Quoted text -
┌──

I've never enjoyed the timbre of Destinn's voice on recordings, but knowing what recordings of that era did to sopranos I don't judge her on that basis. It's obviously a voice with dramatic qualities that sounds constrained by the acoustic process. It's also more the sort of voice I associate with Verdi, although Tetrazzini would certainly have had the necessary power to make her more silvery instrument heard. Here Destinn is more emotive, so I give her my vote.


----------



## amfortas (Jun 15, 2011)

nina foresti said:


> Well if one prefers the Albanese-Pons sound I guess Tettrazini would fit the bill nicely with all her fancy interpolations and good trills but her voice sounds too "girlish" for my taste and Destinn, after a slightly faltering start, takes the cake. Her trills were wonderful and her voice had a more womanly quality to it.


I feel much the same; Tettrazini just doesn't sound like what I think of as a Verdi soprano (or at any rate, a Leonora). So I give Destinn my vote, warts and all.


----------



## vivalagentenuova (Jun 11, 2019)

Both are excellent. Destinn's high notes are incredible, and the way that she comes out of the final trill is utterly suave. She also goes almost to a straight tone on the last note, which is a very interesting effect. Overall, however, I am giving it, ever so slightly, to Tetrazzini. In particular, the clarity and beautiful shaping of the following phrases swung my judgment:


> Com' aura di speranza
> aleggia in quella stanza:
> lo desta alle memorie
> ai sogni dell'amor!


Destinn's phrasing of this beautiful passage is not as coherent, though perhaps a touch more plaintive. Still, the way Tetrazzini renders the music brings out its expressiveness in a way that I found very moving. Tetrazzini is also smother on the ornaments. It's a very close call, however, and as others have expressed in other tournaments, I might say something different on a different day.


----------



## Tsaraslondon (Nov 7, 2013)

Tettrazzini's singing is wonderfully accomplished, as you might imagine, but I don't really like her version because she doesn't have that dark timbre that I feel is absolutely necessary for the role of Leonora. To me this aria should have an atmosphere of nocturnal plangency, rather like one of Chopin's Nocturnes and that isn't suggested to me here at all.

As others have mentioned already, Destinn evidently didn't record well, but the darker timbre of her voice suits the music much better, and there is also much that is wonderfully accomplished, including that superb trill at the end. Her performance is also more emotive, so I go with Destinn.

There are others I prefer though - Ponselle, Callas in her prime and, perhaps surprisingly, Frida Leider who may have been better known for her Wagner but also had a mean trill.


----------



## The Conte (May 31, 2015)

I agree with all that others have said here and whilst I prefer Tetrazzini's singing here, the colour of her voice just isn't suited to the aria. Destinn has a few technical problems, but not enough to make her version as unpleasant as some performances I've heard from more recent sopranos. Destinn sings with feeling, Tetrazzini could be reciting her shopping list. Destinn got my vote.

N.


----------

└──

Part of a data file:
┌──

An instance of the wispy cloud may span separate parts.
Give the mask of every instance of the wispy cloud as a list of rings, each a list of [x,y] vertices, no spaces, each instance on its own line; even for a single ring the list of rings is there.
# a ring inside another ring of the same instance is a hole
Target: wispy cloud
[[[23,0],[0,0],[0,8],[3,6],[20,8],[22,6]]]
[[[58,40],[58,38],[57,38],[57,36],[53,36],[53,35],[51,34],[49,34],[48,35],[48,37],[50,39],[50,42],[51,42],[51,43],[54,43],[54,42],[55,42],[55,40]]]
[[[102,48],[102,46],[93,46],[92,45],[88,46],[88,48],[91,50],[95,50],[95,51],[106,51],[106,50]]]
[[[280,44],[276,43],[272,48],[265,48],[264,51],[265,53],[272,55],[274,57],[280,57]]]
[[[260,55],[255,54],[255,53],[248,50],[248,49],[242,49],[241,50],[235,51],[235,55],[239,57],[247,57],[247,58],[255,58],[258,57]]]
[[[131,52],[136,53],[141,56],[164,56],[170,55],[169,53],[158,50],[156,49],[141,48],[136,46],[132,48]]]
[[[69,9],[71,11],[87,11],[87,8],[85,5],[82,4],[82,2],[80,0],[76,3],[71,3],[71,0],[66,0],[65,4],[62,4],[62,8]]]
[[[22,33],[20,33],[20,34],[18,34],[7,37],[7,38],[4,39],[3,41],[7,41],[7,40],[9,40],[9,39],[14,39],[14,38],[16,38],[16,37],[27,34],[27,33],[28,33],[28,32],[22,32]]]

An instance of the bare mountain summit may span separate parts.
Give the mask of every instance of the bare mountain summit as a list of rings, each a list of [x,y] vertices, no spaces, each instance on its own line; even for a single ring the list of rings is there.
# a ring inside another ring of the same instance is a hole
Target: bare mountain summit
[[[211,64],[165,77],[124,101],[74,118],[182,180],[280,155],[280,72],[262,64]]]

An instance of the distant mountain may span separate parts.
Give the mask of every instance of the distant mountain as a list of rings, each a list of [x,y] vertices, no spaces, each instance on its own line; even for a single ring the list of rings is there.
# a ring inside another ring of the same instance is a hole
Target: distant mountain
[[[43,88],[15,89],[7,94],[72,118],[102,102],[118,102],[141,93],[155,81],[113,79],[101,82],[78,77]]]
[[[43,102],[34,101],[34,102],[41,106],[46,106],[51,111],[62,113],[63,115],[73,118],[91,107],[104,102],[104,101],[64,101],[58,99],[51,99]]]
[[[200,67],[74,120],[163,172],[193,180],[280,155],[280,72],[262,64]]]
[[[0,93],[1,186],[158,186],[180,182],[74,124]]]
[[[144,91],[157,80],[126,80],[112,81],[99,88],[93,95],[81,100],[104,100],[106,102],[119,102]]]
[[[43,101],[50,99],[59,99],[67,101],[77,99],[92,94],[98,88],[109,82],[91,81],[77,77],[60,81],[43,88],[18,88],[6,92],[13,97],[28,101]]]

└──

Requirement A -
Answer these questions about the forum thread:
(i) In the post dated Jun 11, 2019, which singer does the poster slightly favor overall?
(ii) For which role does Tsaraslondon consider a dark timbre absolutely necessary?
(iii) According to The Conte, what could Tetrazzini be reciting?
Requirement B - Please repeat everything in the forum thread from "I agree with" down to "got my vote.".
Requirement C - Which usernames appear as post headers in the forum thread? List them.

Solution A -
(i) Tetrazzini
(ii) Leonora
(iii) Her shopping list

Solution B -
I agree with all that others have said here and whilst I prefer Tetrazzini's singing here, the colour of her voice just isn't suited to the aria. Destinn has a few technical problems, but not enough to make her version as unpleasant as some performances I've heard from more recent sopranos. Destinn sings with feeling, Tetrazzini could be reciting her shopping list. Destinn got my vote.

Solution C -
amfortas
vivalagentenuova
Tsaraslondon
The Conte